■ Record set:
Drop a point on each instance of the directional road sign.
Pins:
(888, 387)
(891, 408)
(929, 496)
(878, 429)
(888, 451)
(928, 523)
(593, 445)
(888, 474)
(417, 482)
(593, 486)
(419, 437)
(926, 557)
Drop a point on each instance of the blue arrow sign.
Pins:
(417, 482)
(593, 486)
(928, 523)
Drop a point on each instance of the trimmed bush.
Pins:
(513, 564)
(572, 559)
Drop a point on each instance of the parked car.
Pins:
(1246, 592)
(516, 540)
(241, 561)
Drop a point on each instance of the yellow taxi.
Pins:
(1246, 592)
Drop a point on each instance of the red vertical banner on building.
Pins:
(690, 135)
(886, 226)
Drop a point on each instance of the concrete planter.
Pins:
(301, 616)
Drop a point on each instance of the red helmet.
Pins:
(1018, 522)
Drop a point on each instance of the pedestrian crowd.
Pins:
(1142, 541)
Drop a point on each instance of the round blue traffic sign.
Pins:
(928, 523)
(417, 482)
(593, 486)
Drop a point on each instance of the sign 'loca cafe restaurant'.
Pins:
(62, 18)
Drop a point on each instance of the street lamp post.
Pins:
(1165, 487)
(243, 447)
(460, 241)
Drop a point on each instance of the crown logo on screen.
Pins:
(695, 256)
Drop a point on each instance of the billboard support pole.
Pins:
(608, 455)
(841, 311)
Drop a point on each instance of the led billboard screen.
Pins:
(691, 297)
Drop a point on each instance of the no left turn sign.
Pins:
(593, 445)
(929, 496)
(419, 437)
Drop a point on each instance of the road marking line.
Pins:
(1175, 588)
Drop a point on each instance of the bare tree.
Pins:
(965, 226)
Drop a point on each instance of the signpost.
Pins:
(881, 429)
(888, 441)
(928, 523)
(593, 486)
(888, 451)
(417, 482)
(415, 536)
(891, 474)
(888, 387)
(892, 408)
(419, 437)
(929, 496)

■ What is asked:
Convert the stretch from the line containing "Drop a point on each instance of the trimmed" through the end of the records into a two-column CSV headed instruction and points. Give one row per instruction, with the instruction's text and its answer each in a single quoted field and line breaks replaced by spaces.

■ Right answer:
instruction,points
"Drop a point on each instance of the trimmed bush. Pins:","(513, 564) (572, 559)"
"Drop a point on each instance of the parked car. Pins:","(1246, 592) (516, 540) (241, 561)"
"Drop a point on each instance of the yellow taxi. Pins:","(1246, 592)"
"Drop a point on each instance of the red vertical banner on building. Pins:","(690, 135) (886, 226)"
"Drop a point on each instance of the concrete planter. Pins:","(301, 616)"
"Drop a point on each instance of the red helmet. Pins:","(1018, 522)"
"Drop a point on each instance of the pedestrian crowd. Pins:","(1142, 541)"
"Drop a point on each instance of the round blue traffic sign. Pins:","(928, 523) (417, 482) (593, 486)"
"Drop a point on each instance of the sign 'loca cafe restaurant'. Pins:","(62, 18)"
"Drop a point on each instance of the street lamp post. Pins:","(1165, 487) (243, 447) (460, 241)"
"Drop a point on each instance of the crown logo on screen. Pins:","(695, 256)"
"Drop a point on each instance of the billboard support pole. Pins:","(608, 455) (841, 311)"
"Drop a point on each instance of the led billboard screen. Pins:","(691, 297)"
"Drop a point on each instance of the no left turn sign. Pins:","(593, 445) (929, 496) (419, 437)"
"Drop a point on each instance of the road marking line. Pins:","(1175, 588)"
"Drop a point on each instance of the bare tree. Pins:","(965, 226)"
"Drop a point on each instance of the signpost. Pins:","(881, 429) (888, 441) (928, 523) (593, 486) (888, 451) (417, 482) (415, 536) (891, 474) (888, 387) (892, 408) (419, 437) (929, 496)"